Show each row below that contains the string "instance", reproducing every such row in full. Matching is case-sensitive.

——————

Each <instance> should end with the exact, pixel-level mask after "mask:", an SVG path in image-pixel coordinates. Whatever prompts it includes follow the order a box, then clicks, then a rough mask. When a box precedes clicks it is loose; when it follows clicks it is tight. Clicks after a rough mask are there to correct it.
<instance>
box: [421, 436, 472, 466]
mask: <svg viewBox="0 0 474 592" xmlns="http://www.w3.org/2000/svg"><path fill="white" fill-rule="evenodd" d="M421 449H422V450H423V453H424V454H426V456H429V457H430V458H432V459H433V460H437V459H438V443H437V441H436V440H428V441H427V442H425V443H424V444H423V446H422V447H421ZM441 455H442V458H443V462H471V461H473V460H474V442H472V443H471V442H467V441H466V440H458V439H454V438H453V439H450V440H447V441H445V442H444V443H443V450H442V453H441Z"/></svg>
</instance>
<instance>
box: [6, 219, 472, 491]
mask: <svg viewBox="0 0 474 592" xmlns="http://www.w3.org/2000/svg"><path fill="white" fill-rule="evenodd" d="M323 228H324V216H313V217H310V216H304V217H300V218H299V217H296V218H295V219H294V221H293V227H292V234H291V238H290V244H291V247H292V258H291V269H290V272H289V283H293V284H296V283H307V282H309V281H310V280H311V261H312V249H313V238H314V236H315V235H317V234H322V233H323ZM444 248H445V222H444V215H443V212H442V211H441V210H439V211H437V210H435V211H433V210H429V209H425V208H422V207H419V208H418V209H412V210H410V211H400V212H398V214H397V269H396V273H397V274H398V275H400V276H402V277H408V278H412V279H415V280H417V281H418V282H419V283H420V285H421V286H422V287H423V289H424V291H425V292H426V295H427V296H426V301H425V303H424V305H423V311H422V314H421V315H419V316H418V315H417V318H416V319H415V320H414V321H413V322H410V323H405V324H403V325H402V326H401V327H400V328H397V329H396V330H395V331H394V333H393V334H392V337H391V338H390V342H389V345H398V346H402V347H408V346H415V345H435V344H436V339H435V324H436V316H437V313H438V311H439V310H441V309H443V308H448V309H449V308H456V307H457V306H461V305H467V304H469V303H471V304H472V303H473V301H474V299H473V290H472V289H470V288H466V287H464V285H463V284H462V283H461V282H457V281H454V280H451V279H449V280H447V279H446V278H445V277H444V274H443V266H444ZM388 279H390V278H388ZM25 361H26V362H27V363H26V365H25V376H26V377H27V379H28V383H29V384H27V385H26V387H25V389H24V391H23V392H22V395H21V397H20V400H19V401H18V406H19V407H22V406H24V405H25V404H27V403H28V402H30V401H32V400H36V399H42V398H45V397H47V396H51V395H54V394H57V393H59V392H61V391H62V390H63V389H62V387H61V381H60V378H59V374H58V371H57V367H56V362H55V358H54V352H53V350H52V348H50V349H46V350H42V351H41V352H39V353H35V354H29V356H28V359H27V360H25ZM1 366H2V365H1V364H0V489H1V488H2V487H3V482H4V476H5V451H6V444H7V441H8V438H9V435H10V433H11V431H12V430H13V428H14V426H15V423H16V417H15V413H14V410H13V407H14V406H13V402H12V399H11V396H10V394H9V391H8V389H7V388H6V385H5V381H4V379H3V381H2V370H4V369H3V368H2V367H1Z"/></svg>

——————

**Task response**:
Each <instance> should end with the exact, pixel-level mask after "mask:", an SVG path in image-pixel coordinates. Whatever prompts it includes follow the order a box, then clicks, then a rough mask. When a box precedes clicks it is loose; when it follows clicks it is tight. Clicks after a rough mask are there to correct it.
<instance>
</instance>
<instance>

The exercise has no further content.